● **To do**:
List the three parts of the "three-headed monster" that Larry Clinton describes in the article on data breach laws.

San Francisco — RSA Conference 2015 — Examine the Ponemon Institute’s ‘2014 Cost of Data Breach Study’ and it becomes clear there is a vast difference in the costs of dealing with a data breach in different parts of the world.
According to the report, one of the main factors affecting cost differences comes down to the severity of the various data breach laws and regulations in each country and how well those rules are enforced.
This reality makes it critical for businesses to understand the laws in the various geographies they operate in. At the RSA conference, a panel of experts explained Thursday that ignorance of data breach laws can drive up costs and potentially open a business up to penalties that make the bad news of a data breach even worse.
“We are facing a three-headed monster,” Larry Clinton, president and chief executive officer of the Internet Security Alliance, told the crowd. “The system is getting inherently weaker, attacks are getting…more sophisticated, and we are being faced with an explosion of new regulations.”
And more regulations seem to be always on the way. For example, earlier this year the NY State Attorney General proposed a plan to toughen the state’s data breach laws. There is also the ongoing controversy about the proposed federal Data Security and Breach Notification Act.

● **Records shown**:

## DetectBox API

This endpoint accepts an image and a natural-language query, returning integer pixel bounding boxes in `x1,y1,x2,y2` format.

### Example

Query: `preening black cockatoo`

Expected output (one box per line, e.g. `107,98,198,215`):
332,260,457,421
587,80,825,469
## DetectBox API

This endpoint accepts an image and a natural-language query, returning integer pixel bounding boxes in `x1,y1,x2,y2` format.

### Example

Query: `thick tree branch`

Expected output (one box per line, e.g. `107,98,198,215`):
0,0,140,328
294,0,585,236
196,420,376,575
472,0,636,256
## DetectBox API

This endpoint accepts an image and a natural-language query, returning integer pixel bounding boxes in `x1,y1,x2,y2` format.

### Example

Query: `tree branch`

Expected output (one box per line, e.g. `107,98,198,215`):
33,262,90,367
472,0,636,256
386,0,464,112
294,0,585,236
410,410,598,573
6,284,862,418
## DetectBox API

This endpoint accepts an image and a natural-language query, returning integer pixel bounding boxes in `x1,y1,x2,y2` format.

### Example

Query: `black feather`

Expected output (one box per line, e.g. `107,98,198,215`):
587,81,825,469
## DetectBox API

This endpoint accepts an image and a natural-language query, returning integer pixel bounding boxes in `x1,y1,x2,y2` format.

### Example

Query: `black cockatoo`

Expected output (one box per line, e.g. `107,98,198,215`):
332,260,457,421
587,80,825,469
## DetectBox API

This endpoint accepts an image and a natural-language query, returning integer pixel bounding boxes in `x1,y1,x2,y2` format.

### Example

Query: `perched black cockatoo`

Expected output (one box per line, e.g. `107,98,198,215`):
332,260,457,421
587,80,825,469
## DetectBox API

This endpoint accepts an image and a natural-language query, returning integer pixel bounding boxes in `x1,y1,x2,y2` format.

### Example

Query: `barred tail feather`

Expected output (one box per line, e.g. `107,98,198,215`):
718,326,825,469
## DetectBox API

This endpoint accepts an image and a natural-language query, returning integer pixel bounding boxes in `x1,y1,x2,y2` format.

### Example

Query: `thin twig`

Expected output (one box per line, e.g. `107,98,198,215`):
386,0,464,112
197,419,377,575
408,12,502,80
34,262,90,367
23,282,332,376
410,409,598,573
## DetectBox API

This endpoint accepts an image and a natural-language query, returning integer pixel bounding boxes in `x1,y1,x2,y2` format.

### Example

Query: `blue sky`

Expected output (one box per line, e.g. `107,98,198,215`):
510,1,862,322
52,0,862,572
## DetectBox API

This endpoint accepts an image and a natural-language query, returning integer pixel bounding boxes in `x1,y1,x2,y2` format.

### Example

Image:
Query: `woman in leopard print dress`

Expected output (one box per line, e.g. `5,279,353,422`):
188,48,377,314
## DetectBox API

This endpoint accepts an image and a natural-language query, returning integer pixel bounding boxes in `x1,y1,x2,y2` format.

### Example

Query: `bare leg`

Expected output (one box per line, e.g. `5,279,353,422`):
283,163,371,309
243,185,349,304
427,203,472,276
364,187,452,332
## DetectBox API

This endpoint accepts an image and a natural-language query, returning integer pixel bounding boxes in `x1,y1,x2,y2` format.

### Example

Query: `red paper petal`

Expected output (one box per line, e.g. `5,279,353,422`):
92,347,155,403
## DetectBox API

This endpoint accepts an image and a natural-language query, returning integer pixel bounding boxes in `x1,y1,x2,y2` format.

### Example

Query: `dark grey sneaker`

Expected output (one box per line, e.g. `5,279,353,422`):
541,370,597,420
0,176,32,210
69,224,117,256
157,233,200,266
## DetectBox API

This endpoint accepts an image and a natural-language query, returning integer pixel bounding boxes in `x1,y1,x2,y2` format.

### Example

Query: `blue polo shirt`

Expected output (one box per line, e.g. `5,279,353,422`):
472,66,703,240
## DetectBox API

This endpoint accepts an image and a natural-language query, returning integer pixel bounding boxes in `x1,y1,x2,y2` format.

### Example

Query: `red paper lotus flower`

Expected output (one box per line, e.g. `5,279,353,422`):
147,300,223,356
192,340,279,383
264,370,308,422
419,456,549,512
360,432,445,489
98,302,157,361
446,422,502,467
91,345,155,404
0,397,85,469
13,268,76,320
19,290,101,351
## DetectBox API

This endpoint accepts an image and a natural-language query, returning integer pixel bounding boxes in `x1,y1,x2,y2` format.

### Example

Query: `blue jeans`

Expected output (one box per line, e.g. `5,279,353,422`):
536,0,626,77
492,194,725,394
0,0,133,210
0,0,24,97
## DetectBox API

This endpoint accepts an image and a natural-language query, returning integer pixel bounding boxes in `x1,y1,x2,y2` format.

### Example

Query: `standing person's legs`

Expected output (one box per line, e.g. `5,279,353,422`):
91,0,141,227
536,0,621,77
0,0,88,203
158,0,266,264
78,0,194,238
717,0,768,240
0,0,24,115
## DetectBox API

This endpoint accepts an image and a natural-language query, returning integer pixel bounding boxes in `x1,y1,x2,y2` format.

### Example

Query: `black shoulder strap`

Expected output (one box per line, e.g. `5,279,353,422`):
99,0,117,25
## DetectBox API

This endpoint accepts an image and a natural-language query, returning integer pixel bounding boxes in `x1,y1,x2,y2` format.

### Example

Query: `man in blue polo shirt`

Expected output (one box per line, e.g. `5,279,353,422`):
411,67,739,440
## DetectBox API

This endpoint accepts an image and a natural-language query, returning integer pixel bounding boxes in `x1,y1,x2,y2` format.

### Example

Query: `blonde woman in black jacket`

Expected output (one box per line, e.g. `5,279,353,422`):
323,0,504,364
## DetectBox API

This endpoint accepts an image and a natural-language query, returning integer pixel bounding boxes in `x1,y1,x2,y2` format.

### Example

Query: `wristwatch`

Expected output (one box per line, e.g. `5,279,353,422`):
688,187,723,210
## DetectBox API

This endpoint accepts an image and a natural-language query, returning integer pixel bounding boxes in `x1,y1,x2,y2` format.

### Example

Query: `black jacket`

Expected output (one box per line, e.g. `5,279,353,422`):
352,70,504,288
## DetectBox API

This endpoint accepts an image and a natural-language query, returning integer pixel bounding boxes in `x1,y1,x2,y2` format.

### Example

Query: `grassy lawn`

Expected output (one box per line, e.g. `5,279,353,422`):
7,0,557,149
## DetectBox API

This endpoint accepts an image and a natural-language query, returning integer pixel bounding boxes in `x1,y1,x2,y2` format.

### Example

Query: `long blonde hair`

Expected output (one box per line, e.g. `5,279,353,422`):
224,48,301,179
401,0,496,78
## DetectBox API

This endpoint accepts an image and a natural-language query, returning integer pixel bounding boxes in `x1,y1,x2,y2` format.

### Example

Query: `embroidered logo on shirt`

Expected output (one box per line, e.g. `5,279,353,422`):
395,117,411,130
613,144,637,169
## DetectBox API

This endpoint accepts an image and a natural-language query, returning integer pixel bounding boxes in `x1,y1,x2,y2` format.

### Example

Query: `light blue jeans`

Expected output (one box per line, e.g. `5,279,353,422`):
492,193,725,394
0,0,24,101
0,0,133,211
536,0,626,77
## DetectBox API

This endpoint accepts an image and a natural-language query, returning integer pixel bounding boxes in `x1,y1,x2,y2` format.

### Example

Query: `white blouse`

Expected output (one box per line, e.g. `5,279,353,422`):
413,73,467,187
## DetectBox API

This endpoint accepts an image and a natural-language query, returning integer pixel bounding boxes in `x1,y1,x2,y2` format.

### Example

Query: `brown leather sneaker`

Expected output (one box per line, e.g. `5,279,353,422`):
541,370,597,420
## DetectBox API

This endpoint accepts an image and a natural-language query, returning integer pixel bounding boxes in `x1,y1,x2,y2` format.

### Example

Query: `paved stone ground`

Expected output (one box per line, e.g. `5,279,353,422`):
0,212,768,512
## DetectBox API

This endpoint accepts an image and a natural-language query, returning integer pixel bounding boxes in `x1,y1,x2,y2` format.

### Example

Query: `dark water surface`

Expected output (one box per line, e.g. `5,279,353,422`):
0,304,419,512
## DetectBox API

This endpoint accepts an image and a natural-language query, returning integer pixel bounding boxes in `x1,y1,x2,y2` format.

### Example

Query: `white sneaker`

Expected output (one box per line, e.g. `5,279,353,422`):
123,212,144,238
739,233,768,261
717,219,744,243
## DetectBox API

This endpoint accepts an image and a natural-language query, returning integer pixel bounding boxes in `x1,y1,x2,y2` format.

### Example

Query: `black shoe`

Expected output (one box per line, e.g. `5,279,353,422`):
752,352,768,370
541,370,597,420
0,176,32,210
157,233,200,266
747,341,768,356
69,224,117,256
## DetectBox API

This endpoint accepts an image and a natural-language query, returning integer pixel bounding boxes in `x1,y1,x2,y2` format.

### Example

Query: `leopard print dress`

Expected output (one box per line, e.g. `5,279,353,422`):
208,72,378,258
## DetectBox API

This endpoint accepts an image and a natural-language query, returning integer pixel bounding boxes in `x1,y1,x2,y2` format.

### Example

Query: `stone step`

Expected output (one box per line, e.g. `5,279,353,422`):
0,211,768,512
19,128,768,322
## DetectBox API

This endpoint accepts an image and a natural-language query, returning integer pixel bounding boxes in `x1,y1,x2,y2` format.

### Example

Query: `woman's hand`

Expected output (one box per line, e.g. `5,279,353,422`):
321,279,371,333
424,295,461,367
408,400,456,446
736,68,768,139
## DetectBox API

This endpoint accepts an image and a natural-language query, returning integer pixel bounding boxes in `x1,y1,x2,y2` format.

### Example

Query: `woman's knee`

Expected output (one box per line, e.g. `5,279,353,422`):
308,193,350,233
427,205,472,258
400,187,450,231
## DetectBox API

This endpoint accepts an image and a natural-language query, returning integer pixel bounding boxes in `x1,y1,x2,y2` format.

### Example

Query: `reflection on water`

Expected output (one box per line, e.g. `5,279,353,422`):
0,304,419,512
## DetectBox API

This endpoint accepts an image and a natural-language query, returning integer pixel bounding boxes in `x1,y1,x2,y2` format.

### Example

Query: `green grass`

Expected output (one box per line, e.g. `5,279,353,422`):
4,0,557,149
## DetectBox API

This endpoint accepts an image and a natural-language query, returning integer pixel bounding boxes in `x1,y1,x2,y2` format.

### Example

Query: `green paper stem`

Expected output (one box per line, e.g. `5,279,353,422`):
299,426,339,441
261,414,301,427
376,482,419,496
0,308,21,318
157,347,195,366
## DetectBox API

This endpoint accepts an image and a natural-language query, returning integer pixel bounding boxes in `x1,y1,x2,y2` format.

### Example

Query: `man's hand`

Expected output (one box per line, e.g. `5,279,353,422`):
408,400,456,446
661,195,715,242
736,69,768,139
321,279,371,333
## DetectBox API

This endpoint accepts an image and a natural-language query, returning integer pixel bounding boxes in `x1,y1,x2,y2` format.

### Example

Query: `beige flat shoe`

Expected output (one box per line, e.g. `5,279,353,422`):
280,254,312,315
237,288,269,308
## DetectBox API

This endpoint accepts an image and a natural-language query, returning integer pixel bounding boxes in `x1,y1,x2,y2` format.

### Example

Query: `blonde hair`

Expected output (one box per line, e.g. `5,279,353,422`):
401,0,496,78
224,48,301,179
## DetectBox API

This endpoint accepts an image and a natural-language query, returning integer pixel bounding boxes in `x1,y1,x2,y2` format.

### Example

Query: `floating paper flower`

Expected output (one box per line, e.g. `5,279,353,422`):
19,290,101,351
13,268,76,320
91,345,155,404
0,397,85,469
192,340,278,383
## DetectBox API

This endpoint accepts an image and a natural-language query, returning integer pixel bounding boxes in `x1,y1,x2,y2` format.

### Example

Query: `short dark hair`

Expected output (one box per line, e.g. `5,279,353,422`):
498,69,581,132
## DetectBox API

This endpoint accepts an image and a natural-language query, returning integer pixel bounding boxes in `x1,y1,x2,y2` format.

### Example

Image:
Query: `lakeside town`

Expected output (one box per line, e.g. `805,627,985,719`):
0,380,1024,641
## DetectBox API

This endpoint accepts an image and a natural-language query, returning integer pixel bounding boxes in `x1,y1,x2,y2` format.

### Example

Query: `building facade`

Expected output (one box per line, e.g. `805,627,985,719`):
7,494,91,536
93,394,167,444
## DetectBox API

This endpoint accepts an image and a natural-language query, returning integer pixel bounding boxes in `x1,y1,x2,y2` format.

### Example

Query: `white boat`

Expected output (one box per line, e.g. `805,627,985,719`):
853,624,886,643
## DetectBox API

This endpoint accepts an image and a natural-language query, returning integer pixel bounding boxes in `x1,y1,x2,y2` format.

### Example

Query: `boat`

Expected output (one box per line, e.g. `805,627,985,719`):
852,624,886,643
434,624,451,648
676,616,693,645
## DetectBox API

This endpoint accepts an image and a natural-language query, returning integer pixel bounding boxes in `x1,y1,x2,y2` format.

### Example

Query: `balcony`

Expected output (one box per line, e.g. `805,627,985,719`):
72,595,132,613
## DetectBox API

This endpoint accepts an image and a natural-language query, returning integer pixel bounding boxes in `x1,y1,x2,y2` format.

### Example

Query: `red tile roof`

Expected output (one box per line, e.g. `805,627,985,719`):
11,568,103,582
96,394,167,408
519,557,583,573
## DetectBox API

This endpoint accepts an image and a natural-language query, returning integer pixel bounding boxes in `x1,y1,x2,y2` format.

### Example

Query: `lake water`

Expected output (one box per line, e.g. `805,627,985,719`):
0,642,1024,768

● **Response to the task**:
1. The system is getting inherently weaker.
2. Attacks are getting more sophisticated.
3. Businesses are being faced with an explosion of new regulations.